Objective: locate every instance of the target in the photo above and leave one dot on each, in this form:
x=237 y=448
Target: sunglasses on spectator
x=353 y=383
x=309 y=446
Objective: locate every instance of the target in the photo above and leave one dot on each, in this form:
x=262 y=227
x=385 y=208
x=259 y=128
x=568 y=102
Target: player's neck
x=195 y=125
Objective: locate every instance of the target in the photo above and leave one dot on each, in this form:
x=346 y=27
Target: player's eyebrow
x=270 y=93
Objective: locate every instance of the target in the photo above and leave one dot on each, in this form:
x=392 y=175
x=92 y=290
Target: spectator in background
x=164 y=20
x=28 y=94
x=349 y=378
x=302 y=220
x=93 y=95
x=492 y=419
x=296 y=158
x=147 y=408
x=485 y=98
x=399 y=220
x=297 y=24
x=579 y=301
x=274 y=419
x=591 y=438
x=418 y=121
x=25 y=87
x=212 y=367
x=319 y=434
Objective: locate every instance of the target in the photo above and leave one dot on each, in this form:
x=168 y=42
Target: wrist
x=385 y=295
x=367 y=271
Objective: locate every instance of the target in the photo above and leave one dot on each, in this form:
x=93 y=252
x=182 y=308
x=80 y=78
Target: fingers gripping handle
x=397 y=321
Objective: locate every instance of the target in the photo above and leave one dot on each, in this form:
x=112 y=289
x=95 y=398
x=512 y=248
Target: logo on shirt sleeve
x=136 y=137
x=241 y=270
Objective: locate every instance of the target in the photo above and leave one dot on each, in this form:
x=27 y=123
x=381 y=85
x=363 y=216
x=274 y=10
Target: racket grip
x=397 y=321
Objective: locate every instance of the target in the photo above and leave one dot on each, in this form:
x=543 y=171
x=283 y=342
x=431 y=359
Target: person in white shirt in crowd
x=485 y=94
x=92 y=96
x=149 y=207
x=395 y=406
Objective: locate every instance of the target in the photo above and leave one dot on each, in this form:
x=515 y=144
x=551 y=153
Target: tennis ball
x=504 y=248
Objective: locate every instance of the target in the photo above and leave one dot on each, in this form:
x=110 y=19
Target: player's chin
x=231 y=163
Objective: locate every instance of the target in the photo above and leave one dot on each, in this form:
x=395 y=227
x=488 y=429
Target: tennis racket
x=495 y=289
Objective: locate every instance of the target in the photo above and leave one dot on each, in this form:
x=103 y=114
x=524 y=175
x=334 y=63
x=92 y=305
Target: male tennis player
_ _ _ _ _ _ _
Written instruction: Copy all of the records above again, changing every "Objective" to "Goal" and leaving everything else as is.

Task response:
Goal: locate every instance of the target in the photo above and leave one dot on each, in this form:
x=237 y=448
Target: sunglasses on spectator
x=353 y=383
x=309 y=446
Goal: locate every instance of the target in the photo above and leave one dot on each, in this form:
x=262 y=227
x=385 y=208
x=259 y=128
x=568 y=102
Target: player's neck
x=195 y=125
Goal: locate every instance of the target in the photo above and leave one dot on each, in this form:
x=346 y=27
Target: player's eyebrow
x=270 y=93
Goal: locate every instance of the target in the photo above and leave one dot on each, in this form:
x=392 y=175
x=92 y=290
Target: spectator in background
x=164 y=20
x=28 y=94
x=349 y=378
x=302 y=220
x=93 y=95
x=492 y=419
x=296 y=158
x=147 y=408
x=485 y=98
x=399 y=220
x=297 y=24
x=579 y=301
x=274 y=419
x=591 y=438
x=418 y=121
x=25 y=87
x=212 y=367
x=319 y=434
Goal: locate every instance of the target in the photo above and leave one dot on each, in this form:
x=168 y=42
Target: wrist
x=385 y=295
x=367 y=271
Goal: locate every instance of the target in the photo above and leave one dot on each, in this form:
x=93 y=252
x=182 y=308
x=80 y=78
Target: fingers gripping handle
x=397 y=321
Goal: locate every instance of the target in the photo above and leave one dot on each, in this form:
x=112 y=289
x=95 y=398
x=512 y=248
Target: logo on shirt sleeve
x=136 y=137
x=241 y=270
Goal: locate every instance of the target in the photo above and leave one dot on each, in this form:
x=27 y=123
x=381 y=85
x=363 y=216
x=274 y=10
Target: racket grip
x=397 y=321
Goal: locate every instance of the target in the photo above and leave one dot on each, in this form:
x=543 y=171
x=283 y=342
x=431 y=359
Target: person in white shirt in crowd
x=485 y=94
x=92 y=96
x=149 y=207
x=395 y=406
Goal: locate every instance of the target in the photo above and leave one dot on each, in this form:
x=515 y=144
x=551 y=153
Target: tennis ball
x=504 y=248
Goal: locate every instance of the target in the photo above and leave one dot on each, in this form:
x=110 y=19
Target: player's chin
x=231 y=163
Goal: locate every instance of the target in the photo above and leave one dot on each, in this form:
x=395 y=227
x=488 y=429
Target: tennis racket
x=495 y=289
Goal: locate every instance of the target in the photo above and leave one dot on each, in this form:
x=103 y=114
x=524 y=175
x=334 y=63
x=92 y=305
Target: male tennis player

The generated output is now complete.